■ **Document**
>> Begin
If we want recovery, there is no choice but to rely on fiscal policy. Fortunately, well-designed spending can lead simultaneously to more employment, growth and equality. Further investments in education, especially aimed at the poor and middle, from preschool to Pell Grants, would stimulate the economy, improve opportunity and increase growth. Spending a fraction of the money the federal government gave to the banks to help underwater homeowners — or extending unemployment benefits for those who have long searched but failed to find a job — would simultaneously ease the burden of those suffering from the recession and help bring the recession to an end. This higher growth would, in turn, lead to higher tax revenue, improving our fiscal position. Plenty of investments would pay for themselves.

The emphasis is mine.

Now, I agree with his third prescription—I think more attention should have been devoted to address the problems of borrowers and the steps taken to aid lenders should have had many, many more strings attached. And, despite Robert Barro’s findings that continuing unemployment insurance is a substantial contributing factor to the ongoing high level of unemployment, I’m not sure we have any other alternative but to extend unemployment benefits. But I want to examine his second prescription more closely.

The United States:

  1. Spends the most overall and per capita on education of any major country while having the greatest income inequality of any major country.
  2. Has increased real per student spending by several multiples even as income inequality has increased.
  3. Has seen the on-time high school graduation rates for many urban school systems remain stubbornly at less than 50% over the period of the last half century.
  4. Is already among the countries with the highest rates of post-secondary education.
  5. Has more than 50% of recent college graduates unemployed or underemployed.

Under the circumstances I think it appropriate to ask Dr. Stiglitz exactly how more education will reduce income inequality? Quite to the contrary I think that he has the causality almost exactly backwards. It is reasonable to believe that people with professional degrees and doctorates have higher incomes because they’re receiving subsidies from governments at various different levels. If that’s the case and the solution why not just eliminate the educational middleman and extend the subsidies?
>> End
■ **Given request 1**
List the spending measures that the first paragraph of the passage on fiscal policy proposes.

■ **Working data**
>> Begin
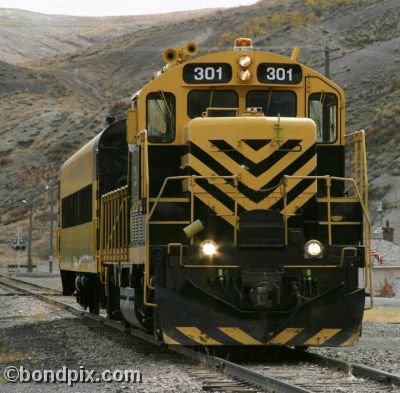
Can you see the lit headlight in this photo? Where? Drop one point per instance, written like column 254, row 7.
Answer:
column 313, row 249
column 245, row 75
column 244, row 61
column 208, row 248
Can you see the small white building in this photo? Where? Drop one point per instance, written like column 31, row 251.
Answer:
column 387, row 271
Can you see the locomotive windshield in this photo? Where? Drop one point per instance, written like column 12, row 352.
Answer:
column 161, row 117
column 323, row 110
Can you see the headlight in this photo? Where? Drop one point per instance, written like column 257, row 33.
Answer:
column 208, row 248
column 313, row 249
column 245, row 75
column 244, row 61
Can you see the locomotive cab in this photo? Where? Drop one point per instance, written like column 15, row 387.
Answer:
column 236, row 225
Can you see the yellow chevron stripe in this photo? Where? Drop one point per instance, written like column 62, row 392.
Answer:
column 301, row 200
column 170, row 341
column 322, row 336
column 197, row 335
column 239, row 335
column 286, row 335
column 214, row 204
column 269, row 200
column 245, row 176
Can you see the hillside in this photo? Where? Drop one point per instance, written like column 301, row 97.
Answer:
column 54, row 100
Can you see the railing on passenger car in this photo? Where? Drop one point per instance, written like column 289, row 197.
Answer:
column 114, row 228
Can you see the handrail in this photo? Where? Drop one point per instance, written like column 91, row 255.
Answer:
column 58, row 243
column 142, row 138
column 367, row 223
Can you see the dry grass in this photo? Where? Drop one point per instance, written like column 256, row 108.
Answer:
column 383, row 315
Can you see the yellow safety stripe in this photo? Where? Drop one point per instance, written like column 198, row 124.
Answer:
column 197, row 335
>> End
■ **Given request 2**
Arrange the stretch of the records from the line containing "Can you see the dry" through the end of the records as a numbered list with one line per item, leaving out any blank lines.

■ **Expected output 1**
- Further investments in education, aimed especially at the poor and middle, from preschool to Pell Grants
- Spending a fraction of the money the federal government gave to the banks to help underwater homeowners
- Extending unemployment benefits for those who have long searched but failed to find a job

■ **Expected output 2**
1. Can you see the dry grass in this photo? Where? Drop one point per instance, written like column 256, row 108.
2. Answer:
3. column 383, row 315
4. Can you see the yellow safety stripe in this photo? Where? Drop one point per instance, written like column 198, row 124.
5. Answer:
6. column 197, row 335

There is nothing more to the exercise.